Selected excerpt →
-.-.-

The independent scientists’ report, requested by Interior Secretary Ken Salazar to provide a separate perspective amid several governmental inquiries, offers little new information. In fact, it repeats findings presented in previous newspaper reports that focused on key human errors.

But the National Academies report leaves open-ended the question of exactly which errors might have precipitated the explosions. Instead, it takes a much more skeptical view of the insistence by BP and other oil and gas companies that they are guided by a “culture of safety” in the deepwater Gulf of Mexico.

The report says, “The failures and missed indications of hazard were not isolated events …. Numerous decisions to proceed … despite indications of hazard … suggest an insufficient consideration of risk and a lack of operating discipline.”

It derides BP engineers for insisting at several Marine Board investigative hearings that “safety was never compromised,” saying that suggests they never really recognized the risks they were facing. It also notes that BP well site leader John Guide was responsible for both the costs and schedule of rig work and that his decisions often led to both cost savings and increased risks.

The report also goes further than others in questioning the knowledge of rig workers and supervisors as they tried and failed to correctly interpret key tests that should have warned them of impending disaster.

The report’s biggest contribution of new information deals with a possible break in the bottom of the well during the cementing procedure. The scientists’ panel found that the rig needed to use a lighter drilling mud at one section three miles below the sea floor because heavier mud apparently caused the rock formation to cave in accidentally.

Later tests showed materials pumped into the well were getting lost down in the hole, a sure sign that something was wrong. The scientists say that should have been a warning to the rig crew and engineers in Houston that the well wasn’t properly closed.

-.-.-

Record list →

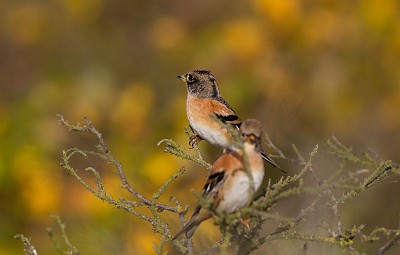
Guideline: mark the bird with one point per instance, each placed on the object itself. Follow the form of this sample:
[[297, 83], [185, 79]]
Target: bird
[[204, 106], [228, 185]]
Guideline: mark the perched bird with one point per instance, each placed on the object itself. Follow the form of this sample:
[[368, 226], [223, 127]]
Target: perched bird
[[204, 104], [228, 185]]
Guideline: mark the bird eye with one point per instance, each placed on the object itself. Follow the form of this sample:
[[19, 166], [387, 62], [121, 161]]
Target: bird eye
[[190, 78], [251, 139]]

-.-.-

Exercise tasks →
[a] Copy the passage of the excerpt on the National Academies report from "The report’s biggest" to "wasn’t properly closed.".
[b] Answer these questions using the excerpt on the National Academies report above, one answer per line:
(i) Who requested the independent scientists' report?
(ii) What two aspects of rig work was BP well site leader John Guide responsible for?
(iii) How far below the sea floor was the section where the rig needed a lighter drilling mud?
[c] In the excerpt on the National Academies report, rewrite the paragraph beginning "The report’s biggest contribution" as a shorter list that keeps its main facts.

Answers below →
[a]
The report’s biggest contribution of new information deals with a possible break in the bottom of the well during the cementing procedure. The scientists’ panel found that the rig needed to use a lighter drilling mud at one section three miles below the sea floor because heavier mud apparently caused the rock formation to cave in accidentally.

Later tests showed materials pumped into the well were getting lost down in the hole, a sure sign that something was wrong. The scientists say that should have been a warning to the rig crew and engineers in Houston that the well wasn’t properly closed.

[b]
(i) Interior Secretary Ken Salazar
(ii) The costs and the schedule of rig work
(iii) Three miles

[c]
- The report's main new information concerns a possible break in the bottom of the well during cementing.
- A section three miles below the sea floor required a lighter drilling mud.
- The heavier mud had apparently made the rock formation cave in accidentally.